## Given request
Please update the rows below by putting "terrain survey log" wherever "field-scouting log" appears, keeping everything else as it is.
::::
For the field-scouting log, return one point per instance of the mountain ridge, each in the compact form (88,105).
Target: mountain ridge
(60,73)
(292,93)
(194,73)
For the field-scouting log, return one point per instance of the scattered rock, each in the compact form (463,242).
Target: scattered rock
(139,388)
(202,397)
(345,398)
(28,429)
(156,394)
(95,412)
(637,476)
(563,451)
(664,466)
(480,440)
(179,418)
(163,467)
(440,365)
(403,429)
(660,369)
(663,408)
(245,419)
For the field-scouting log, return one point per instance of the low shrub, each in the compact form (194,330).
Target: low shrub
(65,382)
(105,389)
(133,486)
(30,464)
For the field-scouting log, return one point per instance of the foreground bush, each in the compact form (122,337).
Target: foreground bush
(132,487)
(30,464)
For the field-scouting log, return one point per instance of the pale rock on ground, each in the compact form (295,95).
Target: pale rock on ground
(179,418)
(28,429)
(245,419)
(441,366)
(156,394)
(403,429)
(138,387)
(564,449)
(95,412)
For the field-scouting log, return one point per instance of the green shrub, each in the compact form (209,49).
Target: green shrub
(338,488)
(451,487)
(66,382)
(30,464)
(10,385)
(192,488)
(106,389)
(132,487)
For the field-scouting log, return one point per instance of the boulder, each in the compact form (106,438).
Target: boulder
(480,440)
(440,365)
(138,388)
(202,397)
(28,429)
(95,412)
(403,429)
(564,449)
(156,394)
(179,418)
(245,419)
::::
## Exercise answer
For the terrain survey log, return one point per instance of the mountain ridge, each in the compact form (88,105).
Target: mountain ridge
(60,73)
(292,93)
(194,73)
For the terrain survey log, return one point per instance of the scattered rock, each in the compact form (463,242).
Target: scattered rock
(139,388)
(202,397)
(345,398)
(28,429)
(156,394)
(95,412)
(637,476)
(563,451)
(664,466)
(480,440)
(179,418)
(163,467)
(440,365)
(403,429)
(660,369)
(663,408)
(245,419)
For the terrain survey log, return one point per instance of the low shrub, each in the compact form (194,330).
Target: low shrub
(65,382)
(105,389)
(133,486)
(30,464)
For the terrain survey log, return one point per instance of the foreground bush, each in the compact form (122,337).
Target: foreground bush
(132,487)
(30,464)
For the terrain survey log, return one point per instance of the pale rock on ground, each in the compact form (295,95).
Target: pale rock on ground
(179,418)
(28,429)
(245,419)
(441,366)
(156,394)
(403,429)
(138,387)
(564,449)
(95,412)
For the terrain survey log, return one point per instance of the green shrub, each in the compact form (209,49).
Target: green shrub
(338,488)
(451,487)
(66,382)
(30,464)
(10,385)
(192,488)
(106,389)
(132,487)
For the terrain survey log, return one point per instance of the boulder, each in the compact form (106,438).
Target: boulder
(480,440)
(440,365)
(138,388)
(202,397)
(28,429)
(95,412)
(403,429)
(564,449)
(156,394)
(179,418)
(245,419)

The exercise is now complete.